= Wurango =

The Wurango or Wurrugu were an indigenous Australian people of the Northern Territory.

==Country==
The Wurango's tribal lands encompassed about 500 mi2 around the western end of the Cobourg Peninsula including Port Essington.

==People==
Crawford Pasco described the Wurango as he found them in 1838 as numerous, and of very good health since many reached the venerable age of 70.

==Social organisation==
Norman Tindale speculated that mentions of the Tji and Jalo in this area clearly referring to the Wurango probably denoted hordes. If so, then he classified their respective localities as follows:

- Tji, a Wurango horde located at the western end of the Peninsula
- Ja:lo, a Wurango horde in Port Essington

The following clan marriage sections are said to have existed: (Note: G.Windsor Earl, writes of Manjarojalli, Manjarwüli, and Mambulgit, mistaking these to be castes. He added however that Manjarojalli comes from ojelli (fire) meaning that this skin section sprang from fire; that Manjarwüli came from the land, while Mambulgit, though obscure, referred to net-weavers. (Earl 1846))

**Prompt 1**
Decide whether each statement agrees with the article on the Wurango, answering yes or no and quoting the words of the article that settle it: (a) the Wurango lands took in Port Essington; (b) Crawford Pasco found the Wurango few in number in 1838; (c) Earl held that Mambulgit referred to the weaving of nets.
**Prompt 2**
Extend the article on the Wurango, beginning after its final sentence.
The records that follow have no connection to the article on the Wurango.

[Location identification entries]
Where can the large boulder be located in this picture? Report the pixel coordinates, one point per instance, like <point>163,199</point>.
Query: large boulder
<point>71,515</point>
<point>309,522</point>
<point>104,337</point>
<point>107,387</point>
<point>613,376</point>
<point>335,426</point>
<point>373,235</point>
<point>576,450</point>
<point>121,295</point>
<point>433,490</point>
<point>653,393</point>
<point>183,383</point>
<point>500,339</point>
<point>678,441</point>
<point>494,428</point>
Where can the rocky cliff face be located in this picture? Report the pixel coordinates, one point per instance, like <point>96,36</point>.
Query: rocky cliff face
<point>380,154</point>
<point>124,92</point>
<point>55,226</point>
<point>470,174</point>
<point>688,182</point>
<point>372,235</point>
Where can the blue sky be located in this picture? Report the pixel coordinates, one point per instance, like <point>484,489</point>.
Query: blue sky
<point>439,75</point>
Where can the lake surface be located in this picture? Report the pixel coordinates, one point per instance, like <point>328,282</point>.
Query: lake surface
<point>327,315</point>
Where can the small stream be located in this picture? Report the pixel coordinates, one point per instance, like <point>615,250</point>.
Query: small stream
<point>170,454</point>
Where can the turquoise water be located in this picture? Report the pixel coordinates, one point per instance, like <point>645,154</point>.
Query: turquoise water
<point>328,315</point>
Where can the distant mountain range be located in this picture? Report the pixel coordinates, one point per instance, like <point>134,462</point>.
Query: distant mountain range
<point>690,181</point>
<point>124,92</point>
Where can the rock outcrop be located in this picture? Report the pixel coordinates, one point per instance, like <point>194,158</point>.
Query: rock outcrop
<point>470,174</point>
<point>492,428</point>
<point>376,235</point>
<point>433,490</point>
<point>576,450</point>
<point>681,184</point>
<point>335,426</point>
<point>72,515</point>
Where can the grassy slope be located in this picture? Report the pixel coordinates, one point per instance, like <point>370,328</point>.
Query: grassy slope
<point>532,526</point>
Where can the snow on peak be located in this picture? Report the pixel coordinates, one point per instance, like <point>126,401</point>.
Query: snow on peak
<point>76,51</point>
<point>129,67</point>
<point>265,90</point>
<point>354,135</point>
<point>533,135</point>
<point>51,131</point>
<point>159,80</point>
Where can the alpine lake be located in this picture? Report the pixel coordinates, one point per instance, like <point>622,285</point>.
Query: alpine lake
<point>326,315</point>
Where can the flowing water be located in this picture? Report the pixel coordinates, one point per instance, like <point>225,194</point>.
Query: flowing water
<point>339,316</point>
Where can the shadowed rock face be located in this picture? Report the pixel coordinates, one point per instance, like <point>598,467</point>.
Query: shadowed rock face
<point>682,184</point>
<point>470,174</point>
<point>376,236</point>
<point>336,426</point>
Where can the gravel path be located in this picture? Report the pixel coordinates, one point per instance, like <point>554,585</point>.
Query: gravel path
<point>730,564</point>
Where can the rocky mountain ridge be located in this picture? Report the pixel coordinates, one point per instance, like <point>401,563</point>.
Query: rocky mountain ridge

**Task result 1**
(a) Yes: "around the western end of the Cobourg Peninsula including Port Essington."
(b) No: "as numerous, and of very good health."
(c) Yes: "Mambulgit, though obscure, referred to net-weavers."

**Task result 2**
- Manderojelli
- Manburlgeat
- Mandrowilli

==Alternative names==
- Auwulwarwak
- Ja:lo (ja:lo = 'no')
- (?) Limba-Karadjee (Note: Limba Karadjee was the name assigned to the Port Essington tribe by E.M.Curr's informant, Crawford Pasco (Pasco 1886)) (See Iwaidja)
- Wa:reidbug, Woreidbug
- Warooko
- Wurrunga, Wurrango
- Wuru:ku, U:ru:ku
- Yarlo

Source: Tindale 1974

==Some words==
- naween (father)
- noyoke (mother)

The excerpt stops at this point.